_Provided records_
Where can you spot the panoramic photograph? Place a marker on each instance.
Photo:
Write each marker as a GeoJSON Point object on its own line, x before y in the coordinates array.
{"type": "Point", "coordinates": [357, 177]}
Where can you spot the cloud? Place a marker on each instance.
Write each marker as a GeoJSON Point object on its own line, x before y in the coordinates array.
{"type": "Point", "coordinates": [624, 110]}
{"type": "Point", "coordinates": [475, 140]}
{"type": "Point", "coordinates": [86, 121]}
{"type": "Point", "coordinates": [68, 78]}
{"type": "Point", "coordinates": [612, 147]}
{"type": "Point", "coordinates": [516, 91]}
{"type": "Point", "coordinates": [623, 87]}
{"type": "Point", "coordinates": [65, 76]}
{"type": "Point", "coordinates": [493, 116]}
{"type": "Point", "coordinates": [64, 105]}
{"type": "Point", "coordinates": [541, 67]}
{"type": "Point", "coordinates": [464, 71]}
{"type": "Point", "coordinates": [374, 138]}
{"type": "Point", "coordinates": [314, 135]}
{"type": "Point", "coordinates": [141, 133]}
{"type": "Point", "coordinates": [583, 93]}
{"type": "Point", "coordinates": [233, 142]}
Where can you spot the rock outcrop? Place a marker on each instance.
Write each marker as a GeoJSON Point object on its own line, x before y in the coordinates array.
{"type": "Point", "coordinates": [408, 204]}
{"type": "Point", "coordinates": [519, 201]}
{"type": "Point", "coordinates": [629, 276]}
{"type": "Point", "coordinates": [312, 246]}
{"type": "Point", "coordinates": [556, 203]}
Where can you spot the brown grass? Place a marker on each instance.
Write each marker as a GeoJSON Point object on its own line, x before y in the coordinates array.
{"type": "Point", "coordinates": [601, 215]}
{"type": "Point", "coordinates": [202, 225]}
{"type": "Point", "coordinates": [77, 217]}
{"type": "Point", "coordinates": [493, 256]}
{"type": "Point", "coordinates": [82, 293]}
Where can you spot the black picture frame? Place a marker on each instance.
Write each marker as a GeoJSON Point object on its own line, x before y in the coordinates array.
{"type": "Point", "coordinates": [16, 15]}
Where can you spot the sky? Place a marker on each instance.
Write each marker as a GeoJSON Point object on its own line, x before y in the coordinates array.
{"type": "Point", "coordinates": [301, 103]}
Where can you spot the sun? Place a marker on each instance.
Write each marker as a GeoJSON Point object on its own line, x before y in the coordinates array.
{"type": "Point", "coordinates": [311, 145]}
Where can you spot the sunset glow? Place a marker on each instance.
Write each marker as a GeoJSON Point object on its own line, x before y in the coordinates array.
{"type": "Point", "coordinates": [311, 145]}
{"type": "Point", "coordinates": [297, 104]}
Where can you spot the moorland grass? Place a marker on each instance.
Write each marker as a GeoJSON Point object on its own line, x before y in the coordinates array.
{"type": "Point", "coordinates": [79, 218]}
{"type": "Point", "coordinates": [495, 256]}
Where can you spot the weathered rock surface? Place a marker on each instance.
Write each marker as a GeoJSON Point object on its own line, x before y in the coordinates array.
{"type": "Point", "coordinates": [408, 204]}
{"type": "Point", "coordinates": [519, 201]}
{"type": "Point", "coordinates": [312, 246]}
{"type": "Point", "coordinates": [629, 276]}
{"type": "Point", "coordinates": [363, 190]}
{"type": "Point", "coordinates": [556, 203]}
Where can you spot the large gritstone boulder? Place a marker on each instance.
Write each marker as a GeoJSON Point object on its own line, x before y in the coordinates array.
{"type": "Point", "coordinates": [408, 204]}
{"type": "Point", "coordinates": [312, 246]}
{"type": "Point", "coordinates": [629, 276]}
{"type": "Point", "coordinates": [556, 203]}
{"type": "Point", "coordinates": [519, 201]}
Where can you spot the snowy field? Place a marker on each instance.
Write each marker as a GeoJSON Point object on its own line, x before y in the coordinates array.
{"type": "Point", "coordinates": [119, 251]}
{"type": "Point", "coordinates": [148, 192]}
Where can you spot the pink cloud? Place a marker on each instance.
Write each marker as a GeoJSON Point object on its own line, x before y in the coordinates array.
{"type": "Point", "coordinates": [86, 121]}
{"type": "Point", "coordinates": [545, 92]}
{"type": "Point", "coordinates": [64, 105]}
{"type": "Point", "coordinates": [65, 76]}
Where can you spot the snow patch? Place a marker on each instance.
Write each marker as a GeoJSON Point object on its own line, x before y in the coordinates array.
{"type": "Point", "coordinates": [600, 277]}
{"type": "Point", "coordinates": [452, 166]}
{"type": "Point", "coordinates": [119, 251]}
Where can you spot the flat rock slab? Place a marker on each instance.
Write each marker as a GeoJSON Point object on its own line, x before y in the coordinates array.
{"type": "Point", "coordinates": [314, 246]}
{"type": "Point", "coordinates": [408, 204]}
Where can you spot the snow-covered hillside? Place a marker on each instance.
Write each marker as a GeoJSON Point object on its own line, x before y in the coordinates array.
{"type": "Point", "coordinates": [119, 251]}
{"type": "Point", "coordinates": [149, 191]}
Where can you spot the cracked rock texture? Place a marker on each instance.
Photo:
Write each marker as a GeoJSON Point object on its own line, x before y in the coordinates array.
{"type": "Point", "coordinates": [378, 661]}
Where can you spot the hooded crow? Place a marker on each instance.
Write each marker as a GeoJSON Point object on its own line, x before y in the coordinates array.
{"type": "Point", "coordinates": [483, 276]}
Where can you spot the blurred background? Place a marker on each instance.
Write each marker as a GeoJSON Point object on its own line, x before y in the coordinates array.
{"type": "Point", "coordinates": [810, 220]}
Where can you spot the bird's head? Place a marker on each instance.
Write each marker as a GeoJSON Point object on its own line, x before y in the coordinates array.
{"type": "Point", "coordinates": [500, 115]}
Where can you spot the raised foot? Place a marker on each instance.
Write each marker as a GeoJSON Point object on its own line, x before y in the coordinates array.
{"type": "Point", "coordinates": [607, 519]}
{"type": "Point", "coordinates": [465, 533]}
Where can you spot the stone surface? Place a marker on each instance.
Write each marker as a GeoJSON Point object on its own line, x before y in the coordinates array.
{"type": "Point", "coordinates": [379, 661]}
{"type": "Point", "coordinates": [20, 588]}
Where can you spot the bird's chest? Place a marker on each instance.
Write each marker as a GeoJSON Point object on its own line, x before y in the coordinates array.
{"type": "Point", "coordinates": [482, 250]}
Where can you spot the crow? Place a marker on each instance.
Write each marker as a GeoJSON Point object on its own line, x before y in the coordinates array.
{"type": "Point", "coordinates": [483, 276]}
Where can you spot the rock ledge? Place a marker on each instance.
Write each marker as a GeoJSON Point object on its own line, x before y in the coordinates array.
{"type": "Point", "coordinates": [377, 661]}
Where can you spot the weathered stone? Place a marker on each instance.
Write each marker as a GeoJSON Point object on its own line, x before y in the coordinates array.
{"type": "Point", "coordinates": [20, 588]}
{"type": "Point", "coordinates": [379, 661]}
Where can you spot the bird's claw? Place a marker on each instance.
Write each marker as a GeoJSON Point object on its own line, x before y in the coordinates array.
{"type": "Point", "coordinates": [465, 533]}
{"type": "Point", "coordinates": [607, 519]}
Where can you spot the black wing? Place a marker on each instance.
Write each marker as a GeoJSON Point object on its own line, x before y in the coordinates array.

_Exercise aim_
The entries above must be copied verbatim. Leave none out.

_Answer for this exercise_
Where can you spot the panoramic photograph? Place a marker on each instance.
Photo:
Write each marker as a GeoJSON Point object on its own line, x before y in the coordinates array.
{"type": "Point", "coordinates": [357, 177]}
Where can you spot the cloud? Place a marker on each instance.
Write each marker as a GeoJSON Point object on its own line, x before y in the coordinates array.
{"type": "Point", "coordinates": [624, 110]}
{"type": "Point", "coordinates": [475, 140]}
{"type": "Point", "coordinates": [86, 121]}
{"type": "Point", "coordinates": [68, 78]}
{"type": "Point", "coordinates": [612, 147]}
{"type": "Point", "coordinates": [516, 91]}
{"type": "Point", "coordinates": [623, 87]}
{"type": "Point", "coordinates": [65, 76]}
{"type": "Point", "coordinates": [493, 116]}
{"type": "Point", "coordinates": [64, 105]}
{"type": "Point", "coordinates": [541, 67]}
{"type": "Point", "coordinates": [464, 71]}
{"type": "Point", "coordinates": [374, 138]}
{"type": "Point", "coordinates": [314, 135]}
{"type": "Point", "coordinates": [141, 133]}
{"type": "Point", "coordinates": [583, 93]}
{"type": "Point", "coordinates": [233, 142]}
Where can you spot the rock outcrop? Place a marker on each instance.
Write each marker as a GeoJSON Point object on its own line, x before y in the coordinates array.
{"type": "Point", "coordinates": [408, 204]}
{"type": "Point", "coordinates": [519, 201]}
{"type": "Point", "coordinates": [629, 276]}
{"type": "Point", "coordinates": [312, 246]}
{"type": "Point", "coordinates": [556, 203]}
Where can you spot the brown grass? Place a marker on each instance.
Write each marker as a GeoJSON Point object on its own line, x before y in the coordinates array.
{"type": "Point", "coordinates": [601, 215]}
{"type": "Point", "coordinates": [202, 225]}
{"type": "Point", "coordinates": [77, 217]}
{"type": "Point", "coordinates": [493, 256]}
{"type": "Point", "coordinates": [82, 293]}
Where can you spot the black picture frame? Place a marker on each instance.
Write each marker as a GeoJSON Point object on its own line, x before y in the coordinates array.
{"type": "Point", "coordinates": [16, 15]}
Where can you spot the sky? Place a marker on each instance.
Write each marker as a GeoJSON Point object on its own line, x before y in the coordinates array.
{"type": "Point", "coordinates": [301, 103]}
Where can you spot the sun? Place a marker on each instance.
Write each marker as a GeoJSON Point object on its own line, x before y in the coordinates array.
{"type": "Point", "coordinates": [311, 145]}
Where can you spot the sunset glow? Place a marker on each instance.
Write each marker as a GeoJSON Point object on its own line, x before y in the coordinates array.
{"type": "Point", "coordinates": [311, 145]}
{"type": "Point", "coordinates": [297, 104]}
Where can you spot the moorland grass? Place a marker on each instance.
Write each marker as a GeoJSON Point object on its own line, x before y in the coordinates array.
{"type": "Point", "coordinates": [79, 218]}
{"type": "Point", "coordinates": [495, 256]}
Where can you spot the weathered rock surface? Place a marker on each instance.
Write each marker as a GeoJSON Point object on its own line, x before y in the coordinates array.
{"type": "Point", "coordinates": [408, 204]}
{"type": "Point", "coordinates": [519, 201]}
{"type": "Point", "coordinates": [312, 246]}
{"type": "Point", "coordinates": [629, 276]}
{"type": "Point", "coordinates": [363, 190]}
{"type": "Point", "coordinates": [556, 203]}
Where can you spot the large gritstone boulder? Place a marker on each instance.
Write each marker as a GeoJSON Point object on its own line, x before y in the coordinates array.
{"type": "Point", "coordinates": [408, 204]}
{"type": "Point", "coordinates": [312, 246]}
{"type": "Point", "coordinates": [629, 276]}
{"type": "Point", "coordinates": [556, 203]}
{"type": "Point", "coordinates": [519, 201]}
Where can you spot the snowy field? Place a marker on each instance.
Write each marker as a GeoJSON Point object on its own line, x before y in the coordinates array.
{"type": "Point", "coordinates": [119, 251]}
{"type": "Point", "coordinates": [148, 192]}
Where can you spot the pink cloud? Place a marker on each instance.
Write each marker as a GeoJSON Point object on its own line, x before y in the coordinates array.
{"type": "Point", "coordinates": [86, 121]}
{"type": "Point", "coordinates": [545, 92]}
{"type": "Point", "coordinates": [64, 105]}
{"type": "Point", "coordinates": [65, 76]}
Where can you spot the snow patch? Place a marker on each instance.
Write each marker as a GeoJSON Point object on its own line, x before y in the coordinates array.
{"type": "Point", "coordinates": [600, 277]}
{"type": "Point", "coordinates": [452, 166]}
{"type": "Point", "coordinates": [119, 251]}
Where can you spot the flat rock slab? Place a marker on each instance.
Write each marker as a GeoJSON Point object on its own line, x before y in the coordinates array.
{"type": "Point", "coordinates": [314, 246]}
{"type": "Point", "coordinates": [408, 204]}
Where can you spot the snow-covered hillside? Place a marker on each instance.
Write each marker as a GeoJSON Point object on its own line, x before y in the coordinates array.
{"type": "Point", "coordinates": [119, 251]}
{"type": "Point", "coordinates": [149, 191]}
Where can you spot the cracked rock texture? Place a marker on each instance.
Photo:
Write each marker as a GeoJSON Point object on its own line, x before y in the coordinates array.
{"type": "Point", "coordinates": [378, 661]}
Where can you spot the hooded crow? Place a marker on each instance.
Write each marker as a GeoJSON Point object on its own line, x before y in the coordinates array.
{"type": "Point", "coordinates": [483, 276]}
Where can you spot the blurred background? Place a marker on each instance.
Write each marker as a GeoJSON Point object on its own line, x before y in the coordinates array.
{"type": "Point", "coordinates": [810, 220]}
Where can you spot the bird's head? Place a marker on each instance.
Write each marker as a GeoJSON Point object on its own line, x before y in the coordinates array.
{"type": "Point", "coordinates": [500, 115]}
Where can you spot the raised foot? Place a marker on each instance.
Write each marker as a GeoJSON Point object on its own line, x before y in the coordinates array.
{"type": "Point", "coordinates": [607, 519]}
{"type": "Point", "coordinates": [465, 533]}
Where can you spot the stone surface? Place a marker on each instance.
Write each marker as a GeoJSON Point object on its own line, x before y in the coordinates array.
{"type": "Point", "coordinates": [379, 661]}
{"type": "Point", "coordinates": [20, 588]}
Where can you spot the bird's chest? Place a marker on each instance.
Write each marker as a GeoJSON Point object on its own line, x before y in the coordinates array.
{"type": "Point", "coordinates": [482, 250]}
Where can you spot the crow? Place a marker on each instance.
Write each marker as a GeoJSON Point object on its own line, x before y in the coordinates array.
{"type": "Point", "coordinates": [483, 276]}
Where can you spot the rock ledge? Place a marker on each instance.
Write each marker as a GeoJSON Point object on its own line, x before y in the coordinates array.
{"type": "Point", "coordinates": [377, 661]}
Where can you spot the weathered stone? Place a marker on each instance.
Write each marker as a GeoJSON Point object on its own line, x before y in the coordinates array.
{"type": "Point", "coordinates": [20, 588]}
{"type": "Point", "coordinates": [379, 661]}
Where can you spot the bird's claw? Place a marker on each instance.
Write each marker as a GeoJSON Point object on its own line, x before y in the coordinates array.
{"type": "Point", "coordinates": [465, 533]}
{"type": "Point", "coordinates": [607, 519]}
Where can you spot the black wing? Place a marker on each instance.
Write each marker as a GeoJSON Point object on its own line, x before y in the coordinates array.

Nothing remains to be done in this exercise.